What the task requires: Would you repeat the listing exactly, without any of its images?

Supplied material:
▬▬▬

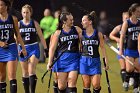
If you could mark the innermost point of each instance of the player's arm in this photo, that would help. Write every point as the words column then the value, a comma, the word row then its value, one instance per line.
column 18, row 36
column 114, row 32
column 102, row 46
column 122, row 36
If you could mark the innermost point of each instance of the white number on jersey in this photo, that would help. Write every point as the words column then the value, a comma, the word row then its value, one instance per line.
column 27, row 36
column 135, row 35
column 90, row 50
column 69, row 45
column 5, row 34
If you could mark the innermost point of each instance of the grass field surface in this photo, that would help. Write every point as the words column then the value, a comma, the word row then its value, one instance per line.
column 113, row 72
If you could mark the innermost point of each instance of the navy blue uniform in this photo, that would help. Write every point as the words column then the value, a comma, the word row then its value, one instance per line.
column 132, row 39
column 68, row 42
column 90, row 63
column 29, row 36
column 7, row 32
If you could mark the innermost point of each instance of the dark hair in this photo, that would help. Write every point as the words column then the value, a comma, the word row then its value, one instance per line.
column 92, row 17
column 132, row 8
column 7, row 3
column 28, row 7
column 62, row 18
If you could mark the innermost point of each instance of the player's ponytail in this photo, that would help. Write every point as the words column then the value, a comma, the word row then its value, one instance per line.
column 92, row 16
column 62, row 18
column 132, row 8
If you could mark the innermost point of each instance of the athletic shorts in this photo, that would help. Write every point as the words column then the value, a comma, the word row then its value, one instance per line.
column 9, row 54
column 89, row 66
column 32, row 49
column 67, row 62
column 131, row 53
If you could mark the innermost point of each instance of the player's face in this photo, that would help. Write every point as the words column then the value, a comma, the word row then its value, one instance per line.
column 69, row 21
column 26, row 13
column 3, row 7
column 125, row 17
column 85, row 22
column 137, row 12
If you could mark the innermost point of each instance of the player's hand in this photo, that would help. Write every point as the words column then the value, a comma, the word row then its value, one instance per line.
column 46, row 52
column 49, row 66
column 23, row 53
column 3, row 44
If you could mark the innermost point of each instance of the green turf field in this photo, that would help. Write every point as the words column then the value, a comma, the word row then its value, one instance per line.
column 114, row 77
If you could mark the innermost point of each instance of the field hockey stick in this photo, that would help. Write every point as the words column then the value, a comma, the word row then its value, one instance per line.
column 117, row 51
column 49, row 82
column 107, row 78
column 52, row 65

▬▬▬

Your response:
If you could mark the innermost point of each instance of the player's arm in this photo, that would help. Write every point as the words column then the value, a comma, the word row then its value, one instance per line.
column 18, row 36
column 114, row 32
column 102, row 46
column 122, row 36
If you could mark the innermost point of each instance of the white number on jersey in this photo, that would help. Write every point as the words column then the value, a comma, the word row then its value, one instance per line.
column 27, row 36
column 135, row 35
column 90, row 50
column 69, row 45
column 5, row 34
If you could mark the innermost point of each instance of the grass field surface in this photo, that would help. Write every point as the words column then the value, a comma, the word row then its value, one instance per line.
column 113, row 72
If you could mark the innermost point of each instance of the navy blue uniform in this photo, that would help. Write every point as the words column then the value, a comma, the word row then its value, one instance per line.
column 132, row 39
column 68, row 42
column 90, row 63
column 29, row 36
column 7, row 32
If you could mark the innermost point of each instance of the dark hair in this photo, that would help. Write every point as the words column then the value, a comma, the word row then its value, one instance per line.
column 92, row 17
column 132, row 8
column 7, row 3
column 28, row 7
column 62, row 18
If you could mark the innermost point of each instance of the player's ponytail in this photo, that would help. Write every point as the words column then the value, a comma, the word row then its value, one instance per line.
column 92, row 16
column 62, row 18
column 132, row 8
If you could mark the innermost point of each instance of the athletic shorts in this photo, that would help. Write every point as the words column then the value, a comma, the word row then its value, one instance per line.
column 9, row 54
column 89, row 66
column 32, row 49
column 67, row 62
column 131, row 53
If you could mark the innermost point of each instance of the player's face in this photo, that would help. Write every point as the words column then the value, a comma, the word row then its value, one instance per line.
column 69, row 21
column 26, row 13
column 3, row 7
column 125, row 17
column 85, row 22
column 137, row 12
If you could mark the innermost point of each instance of the player's hand in this photo, that would help. Write every point as the words column then the value, a comma, the word row then its value, one instance per line.
column 46, row 52
column 49, row 66
column 23, row 53
column 3, row 44
If you could mark the innermost point of each instance of the green turf field in this photo, that would help. Write every point as the words column then the value, a comma, the word row then its value, one instance per line.
column 114, row 77
If you could mark the innermost point of each instance of the field hockey stick in this photo, that would help. Write every point as the words column then the value, a comma, the word row then its value, one instance per line.
column 117, row 51
column 49, row 82
column 107, row 78
column 52, row 65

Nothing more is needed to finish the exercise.